*** Opening of Data in this exercise ***

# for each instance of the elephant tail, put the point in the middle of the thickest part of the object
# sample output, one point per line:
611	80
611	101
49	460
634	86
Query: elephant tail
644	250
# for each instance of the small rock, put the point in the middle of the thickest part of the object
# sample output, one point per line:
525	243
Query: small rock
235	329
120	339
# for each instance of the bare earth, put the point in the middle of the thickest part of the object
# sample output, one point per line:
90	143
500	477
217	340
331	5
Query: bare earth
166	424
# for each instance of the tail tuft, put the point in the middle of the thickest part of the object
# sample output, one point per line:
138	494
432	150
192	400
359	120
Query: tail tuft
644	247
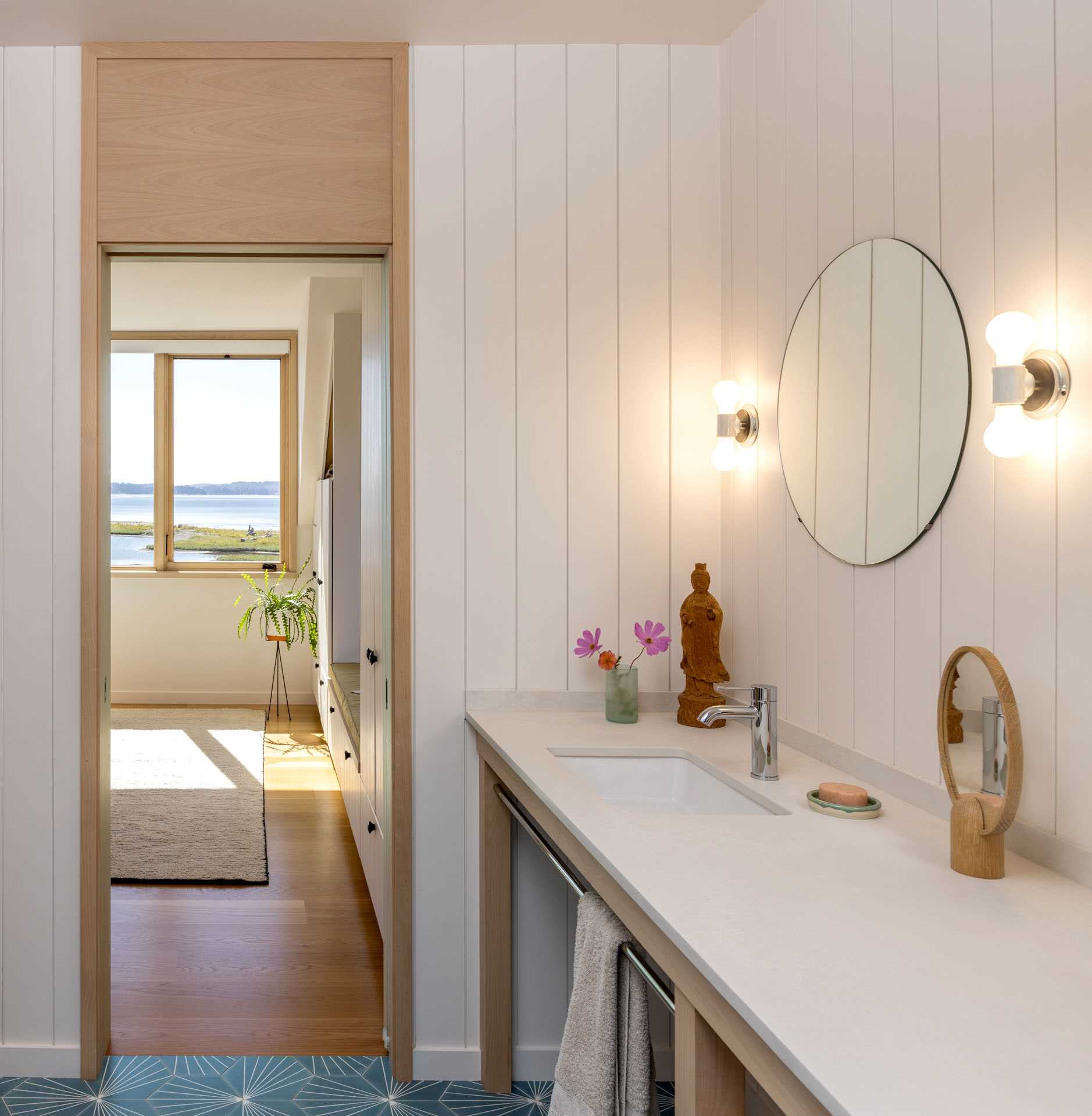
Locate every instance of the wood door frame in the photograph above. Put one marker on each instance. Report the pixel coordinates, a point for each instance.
(95, 333)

*** Close of Data in this exercise ***

**The task**: Please show the lines in the entries above that hold the string "thickest".

**Exercise answer**:
# for each instance of the elephant tail, put the point in the middle of the thickest part of the object
# for each instance of the small rock, put the point in the middle of the thickest part of the object
# for each instance of the bare earth, put the point in the middle of the thickest part of the object
# for each instance of the tail tuft, put the point in the middle of the thickest part of the object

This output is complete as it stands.